> **TASKS TO CARRY OUT**
1/ Return the passage on the seam allowance from "McKittrick writes that" up to and including "structures and hierarchies.", word for word.
2/ Retype the records from their first line up to and including the line with "M 71 89 L 68 47 L 39 52 L 17 58 L 36 105 Z", keeping every character the same.

— begin GIVEN TEXT —

The panel discussion wove itself materially through Spivak’s notion of erasure within language and translation, highlighting how undoing and unmaking offers an intimate space of co-fraying as a way for thinking about communities that are erased or excluded from cultural structures. They are not simply erased or absented; in many ways these communities and individuals become deeply functional aspects of culture, even in their absence. Therefore, to speak from the unmaking of the seam allowance is to speak together with those on the underside of humanness, recognising their importance in revealing cultural constructs and calling attention to their apparent erasure.

In this way, the panel became a seam-as-conversation, making present those who were absent and made absent, opening out to a space that enabled the voices from within the seam to become active agents. This is to make a call for a way of working across different sites, knowledges and histories in order to undo and challenge colonial logics that thrive upon owning, possessing, having, excluding and extracting. To be in conversation is to engage in active listening and to commit to hearing that which is being articulated, not from the positionality of the self, but from the positionality of the other(s). In this it calls to mind Hannah Arendt’s concept of “enlarged mentality”, a mode of being in conversation with others that involves “training one’s mind to go visiting”.[12] This also involves curiosity at the edges of the self and of the other(s). This is about thinking within the seam allowance, where language and meaning fray and mingle. This is about ensuring that which lies beneath the surface is attended to with care and compassion. This is about thinking with those who are cast into the underside of humanness and engaging in conversation about erasure, absence, presence and the lived experiences of these actions.

McKittrick writes that living as part of this underside is to live within an unmeasurable dehumanising space.[13] It is this system that the seam-in-conversation seeks to address and that uses curiosity as a means by which to unpick it, to understand how it came to be formed and to restructure both its meanings and methods of meaning-making. The seam can be set as a form of commons, a culturally rich resource that is shared across communities actively seeking to remove power structures and hierarchies.

— end GIVEN TEXT —
— begin MATERIAL FOR THE TASK —

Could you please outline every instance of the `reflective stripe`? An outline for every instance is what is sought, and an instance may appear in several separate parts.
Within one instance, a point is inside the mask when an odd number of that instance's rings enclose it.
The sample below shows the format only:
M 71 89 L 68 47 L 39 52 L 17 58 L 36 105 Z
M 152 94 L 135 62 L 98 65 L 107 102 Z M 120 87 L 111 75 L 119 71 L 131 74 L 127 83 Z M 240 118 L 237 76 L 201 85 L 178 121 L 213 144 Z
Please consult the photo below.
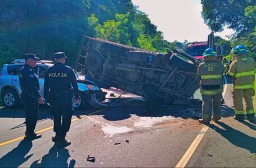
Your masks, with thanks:
M 235 75 L 235 73 L 233 72 L 232 72 L 231 71 L 230 71 L 227 73 L 227 74 L 228 74 L 229 75 L 230 75 L 231 76 L 234 76 Z
M 246 114 L 254 114 L 254 110 L 246 110 Z
M 244 114 L 244 110 L 235 110 L 235 112 L 237 114 Z
M 247 59 L 247 58 L 242 58 L 242 60 L 243 62 L 246 62 L 246 61 L 248 60 L 248 59 Z
M 221 74 L 215 75 L 202 75 L 201 78 L 202 80 L 210 80 L 210 79 L 220 79 L 221 78 Z
M 201 90 L 201 93 L 202 95 L 214 95 L 218 94 L 221 94 L 223 92 L 222 89 L 218 89 L 217 90 Z
M 254 84 L 247 85 L 236 85 L 233 86 L 233 89 L 248 89 L 253 88 Z
M 255 75 L 255 71 L 249 71 L 249 72 L 237 73 L 235 74 L 235 77 L 242 77 L 242 76 L 251 76 L 251 75 Z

— end MATERIAL FOR THE TASK —

> **IN RESPONSE**
1/
McKittrick writes that living as part of this underside is to live within an unmeasurable dehumanising space.[13] It is this system that the seam-in-conversation seeks to address and that uses curiosity as a means by which to unpick it, to understand how it came to be formed and to restructure both its meanings and methods of meaning-making. The seam can be set as a form of commons, a culturally rich resource that is shared across communities actively seeking to remove power structures and hierarchies.

2/
Could you please outline every instance of the `reflective stripe`? An outline for every instance is what is sought, and an instance may appear in several separate parts.
Within one instance, a point is inside the mask when an odd number of that instance's rings enclose it.
The sample below shows the format only:
M 71 89 L 68 47 L 39 52 L 17 58 L 36 105 Z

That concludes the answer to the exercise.